##### Selected passage #####

Wednesday, January 01, 2020

Gothic Harvest – review

Director: Ashley Hamilton

Release date: 2018

Contains spoilers

One thing I noticed about Gothic Harvest, before watching it, was that it featured Bill Moseley (the Texas Chainsaw Massacre 2) for whom I have a distinct soft spot (and a lot of respect as a genre actor) mostly for his work with Rob Zombie as well as the rest of his work; unfortunately in this he is absolutely underused.

What we get is a very unusual vampire tale (the V word is used and there is a strange take on vampirism in the film) that doesn’t capitalise on both the name it attracted to the vehicle and fails to capitalise on the horror aspect or the location (being set in New Orleans and nearby bayou).

seduction
Starting “One Year Earlier” we see Amelia (Sofia Mattsson) in a New Orleans hotel room with Brianna (Michelle West) and the latter’s boyfriend – all set for a drunken tryst. As the boyfriend goes to the bathroom Amelia doses his drink and, on his return, he is quickly knocked out. Amelia then seduces Brianna and takes her away to her family home, where we see them kissing before the scene changes…

a bit of voudon
A year on. Four ladies, Hope (Abbie Gayle, Preacher), Tina (Mary Alice Risener), Katie (Tanyell Waivers) and Benay (Ashton Leigh), are in New Orleans to enjoy Mardi Gras. When we meet them they are approached by a man (Clyde Risley Jones, Tales from the Hood 2) on the street who is clearly a voudon practitioner and offers Benay a chicken foot. She reluctantly accepts but when he asks for $25 she looks at him with disbelief and gives him 25 cents. When we next meet them, they are in a bar and drunk.

##### Record list #####

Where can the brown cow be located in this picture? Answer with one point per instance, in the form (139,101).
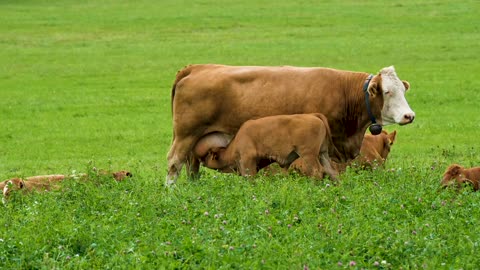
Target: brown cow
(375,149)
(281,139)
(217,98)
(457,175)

#####
##### Record list #####

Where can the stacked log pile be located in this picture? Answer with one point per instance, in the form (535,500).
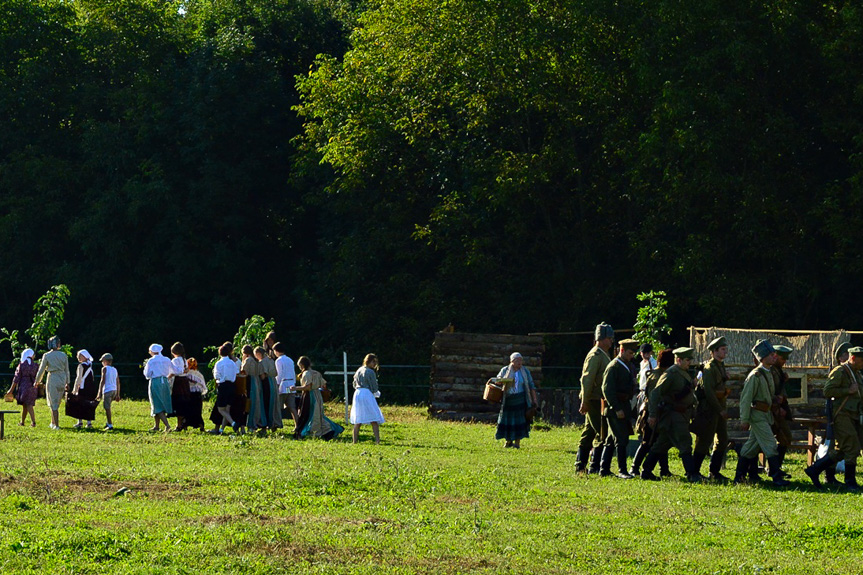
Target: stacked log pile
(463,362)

#####

Directives.
a) Can you rewrite the paragraph of the Gothic Harvest review that starts "Starting “One Year Earlier”" more briefly, keeping its main facts?
b) Will you return the part of the Gothic Harvest review that begins at the words "Wednesday, January 01, 2020" and stops after "is absolutely underused."?
These records come from a separate source.

Written answers.
a) A year before the main story, Amelia (Sofia Mattsson) is in a New Orleans hotel room with Brianna (Michelle West) and Brianna's boyfriend, set for a drunken tryst. While he's in the bathroom, Amelia drugs his drink, and he's soon knocked out. She then seduces Brianna and takes her to her family home, where they're seen kissing before the scene changes.

b)
Wednesday, January 01, 2020

Gothic Harvest – review

Director: Ashley Hamilton

Release date: 2018

Contains spoilers

One thing I noticed about Gothic Harvest, before watching it, was that it featured Bill Moseley (the Texas Chainsaw Massacre 2) for whom I have a distinct soft spot (and a lot of respect as a genre actor) mostly for his work with Rob Zombie as well as the rest of his work; unfortunately in this he is absolutely underused.